AIM OF THE EXERCISE | Copy the items below from their start up to and including the line with "column 1249, row 696". Change every "single pin" to "single marker", leave everything else as it is, and omit the pictures.

RECORDS FOR THE TASK |
....................

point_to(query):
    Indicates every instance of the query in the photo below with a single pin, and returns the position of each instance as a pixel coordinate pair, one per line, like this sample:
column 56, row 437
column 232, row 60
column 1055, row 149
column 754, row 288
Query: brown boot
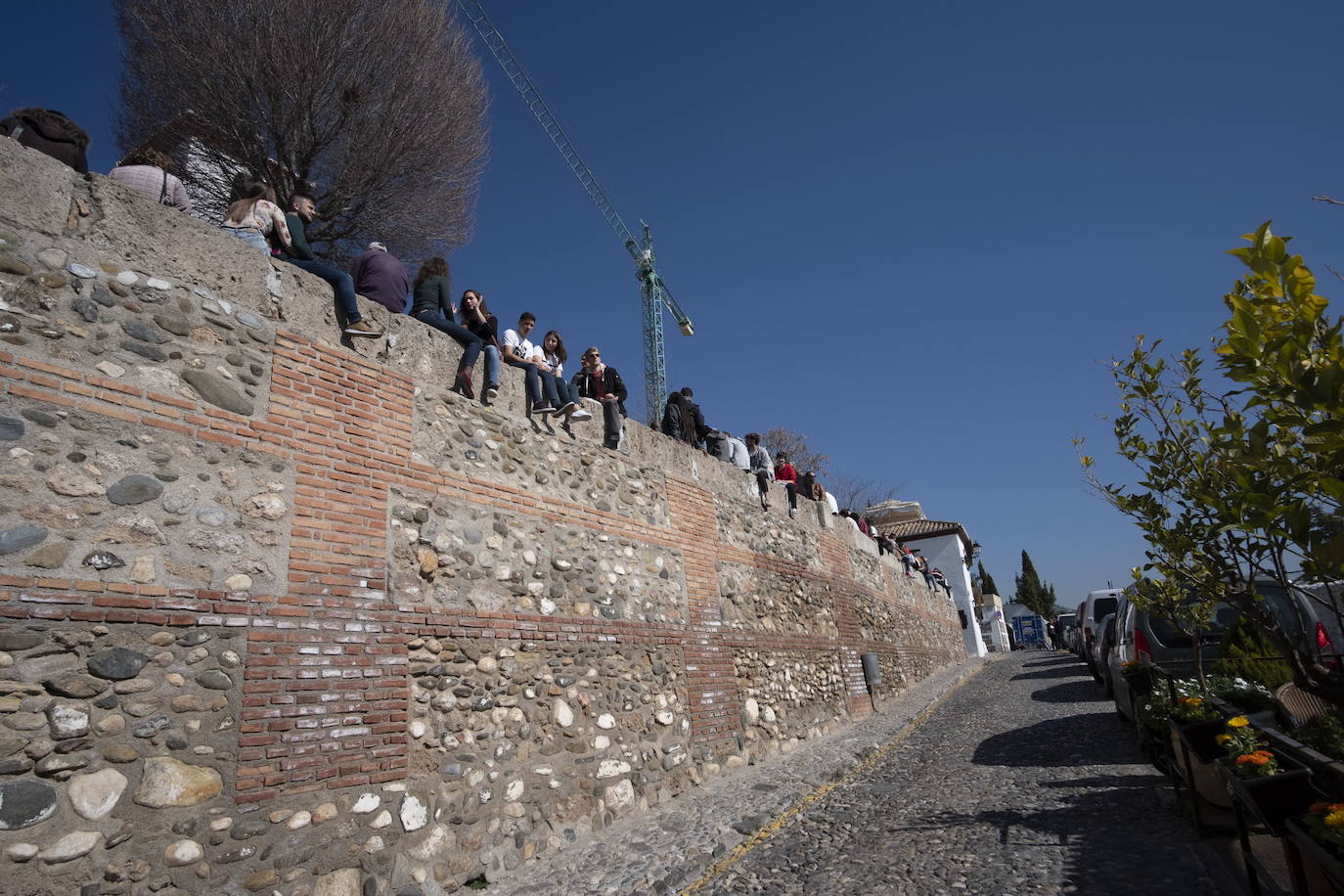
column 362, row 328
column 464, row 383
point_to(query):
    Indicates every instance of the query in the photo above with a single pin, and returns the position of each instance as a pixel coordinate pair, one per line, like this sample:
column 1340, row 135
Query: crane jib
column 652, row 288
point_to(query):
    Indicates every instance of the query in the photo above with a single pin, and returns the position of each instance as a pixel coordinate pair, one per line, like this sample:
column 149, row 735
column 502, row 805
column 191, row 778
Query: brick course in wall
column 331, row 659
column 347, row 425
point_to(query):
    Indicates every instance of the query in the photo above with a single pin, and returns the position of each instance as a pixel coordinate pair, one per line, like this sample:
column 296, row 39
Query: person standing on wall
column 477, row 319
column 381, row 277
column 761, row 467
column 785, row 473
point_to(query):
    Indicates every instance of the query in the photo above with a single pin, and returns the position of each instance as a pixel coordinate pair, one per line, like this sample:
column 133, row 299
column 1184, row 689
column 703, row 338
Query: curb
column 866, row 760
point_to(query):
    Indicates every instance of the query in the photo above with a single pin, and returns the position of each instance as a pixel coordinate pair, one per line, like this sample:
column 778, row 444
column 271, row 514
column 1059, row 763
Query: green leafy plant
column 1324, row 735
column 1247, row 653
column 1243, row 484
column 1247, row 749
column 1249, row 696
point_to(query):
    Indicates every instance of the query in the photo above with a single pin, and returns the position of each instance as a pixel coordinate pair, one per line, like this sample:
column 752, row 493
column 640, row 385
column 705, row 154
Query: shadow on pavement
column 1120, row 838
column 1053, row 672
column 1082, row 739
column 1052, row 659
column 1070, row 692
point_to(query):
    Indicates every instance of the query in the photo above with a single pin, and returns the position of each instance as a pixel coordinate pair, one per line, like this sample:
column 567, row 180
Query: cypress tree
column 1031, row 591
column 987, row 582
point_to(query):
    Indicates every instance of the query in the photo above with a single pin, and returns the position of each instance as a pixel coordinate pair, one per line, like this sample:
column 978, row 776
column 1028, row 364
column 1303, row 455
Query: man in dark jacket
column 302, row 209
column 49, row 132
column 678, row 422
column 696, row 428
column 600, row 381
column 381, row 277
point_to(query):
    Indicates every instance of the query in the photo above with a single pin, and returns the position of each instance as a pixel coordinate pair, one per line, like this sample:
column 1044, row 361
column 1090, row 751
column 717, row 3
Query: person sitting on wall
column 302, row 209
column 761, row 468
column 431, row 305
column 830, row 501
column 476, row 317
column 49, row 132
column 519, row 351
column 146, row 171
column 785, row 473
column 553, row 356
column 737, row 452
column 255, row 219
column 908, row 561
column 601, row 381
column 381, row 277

....................

EXERCISE RESULT |
point_to(query):
    Indicates every instance of the query in the photo below with a single marker, and returns the position of each instance as a pixel coordinate pair, one per line, like this sample:
column 56, row 437
column 232, row 60
column 1055, row 149
column 754, row 288
Query: brown boot
column 362, row 328
column 464, row 383
point_to(query):
    Indicates every instance of the query in the photo above with a single marker, and returns the position of each instance as a pixel coordinate pair, one per line, like this sample:
column 1340, row 135
Query: crane jib
column 652, row 288
point_to(query):
    Indicates every instance of the query in the photo above with a single marker, and returns the position of each instance as a pixel coordinate pair, one per line, like this sample:
column 149, row 735
column 502, row 805
column 191, row 778
Query: brick course in wall
column 331, row 659
column 347, row 425
point_to(query):
    Indicates every instance of the query in the photo above with a single marker, and returns the position of each instance as a pixel coordinate pair, one per line, like this sample:
column 296, row 39
Query: person standing on wall
column 477, row 319
column 381, row 277
column 761, row 467
column 785, row 473
point_to(query):
    Indicates every instance of the query in the photo above with a single marker, and returns the position of each instance as a pixel coordinate pair, one per line, like this sample:
column 133, row 299
column 1184, row 689
column 703, row 338
Query: curb
column 866, row 760
point_to(query):
    Indicates every instance of the query in the photo above with a single marker, and returns the position of each instance as a pixel coordinate pair, one per line, like this sample:
column 778, row 444
column 271, row 514
column 1059, row 763
Query: green leafy plant
column 1324, row 735
column 1247, row 653
column 1243, row 484
column 1247, row 749
column 1249, row 696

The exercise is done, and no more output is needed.